* [Work to do] Copy the rows below from the line containing "Objective — indicate one point on every instance of the eyebrow" through the end of the rows, changing "indicate" to "mark" and leaving everything else as is.
**********
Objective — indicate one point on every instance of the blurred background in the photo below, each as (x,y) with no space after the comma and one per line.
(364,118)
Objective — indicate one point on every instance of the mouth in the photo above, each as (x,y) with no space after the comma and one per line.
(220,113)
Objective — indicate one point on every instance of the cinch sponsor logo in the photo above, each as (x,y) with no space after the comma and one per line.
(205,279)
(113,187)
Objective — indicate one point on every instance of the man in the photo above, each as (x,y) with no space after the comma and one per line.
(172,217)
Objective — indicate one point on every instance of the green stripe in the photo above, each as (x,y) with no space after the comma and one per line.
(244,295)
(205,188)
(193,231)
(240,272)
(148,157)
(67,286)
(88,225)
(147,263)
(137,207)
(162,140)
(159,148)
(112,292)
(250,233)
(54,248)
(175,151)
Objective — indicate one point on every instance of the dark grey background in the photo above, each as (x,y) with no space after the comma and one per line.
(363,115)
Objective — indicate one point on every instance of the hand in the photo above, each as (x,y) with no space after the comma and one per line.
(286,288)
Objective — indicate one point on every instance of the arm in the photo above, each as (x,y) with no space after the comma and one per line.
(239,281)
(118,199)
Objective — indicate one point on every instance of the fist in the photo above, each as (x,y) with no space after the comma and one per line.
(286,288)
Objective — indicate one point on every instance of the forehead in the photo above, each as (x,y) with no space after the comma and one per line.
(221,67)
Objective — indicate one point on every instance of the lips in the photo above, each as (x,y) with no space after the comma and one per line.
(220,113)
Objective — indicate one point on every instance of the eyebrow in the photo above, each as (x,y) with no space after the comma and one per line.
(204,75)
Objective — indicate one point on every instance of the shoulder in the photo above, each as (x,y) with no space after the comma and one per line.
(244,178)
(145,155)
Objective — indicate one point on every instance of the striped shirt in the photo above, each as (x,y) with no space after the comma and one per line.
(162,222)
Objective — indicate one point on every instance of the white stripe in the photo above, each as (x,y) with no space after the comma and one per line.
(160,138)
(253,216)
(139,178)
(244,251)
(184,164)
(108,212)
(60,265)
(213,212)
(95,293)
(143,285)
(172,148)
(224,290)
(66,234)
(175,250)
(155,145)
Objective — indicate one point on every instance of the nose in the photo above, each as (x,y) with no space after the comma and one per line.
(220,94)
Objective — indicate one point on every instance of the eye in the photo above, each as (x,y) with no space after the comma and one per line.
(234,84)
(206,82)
**********
* [Final result]
Objective — mark one point on every instance of the eyebrow in the photo above, each as (x,y) with no space after the comma and one per line.
(204,75)
Objective — mark one point on every instance of the shoulder in the photo above, each as (x,y) with no space after the comma and one per line.
(244,178)
(145,155)
Objective — mark one point on every instance of the striped shirt in the photo above, each as (x,y) with no space after the comma and one per line.
(162,222)
Objective — mark one point on every instance of the white stripe in the photo above, each as (x,y) with no space after the comma and one per line.
(160,138)
(253,216)
(139,178)
(244,251)
(184,164)
(108,212)
(60,265)
(213,212)
(95,293)
(143,285)
(172,148)
(224,290)
(66,234)
(175,250)
(155,145)
Objective — mark one point on every instance of the nose in the photo above, each as (x,y) with no space after the comma and one per line.
(220,94)
Objective — mark one point on every instance of the eye in the photo above, each as (x,y) with no space after the comma and one per line.
(234,84)
(206,82)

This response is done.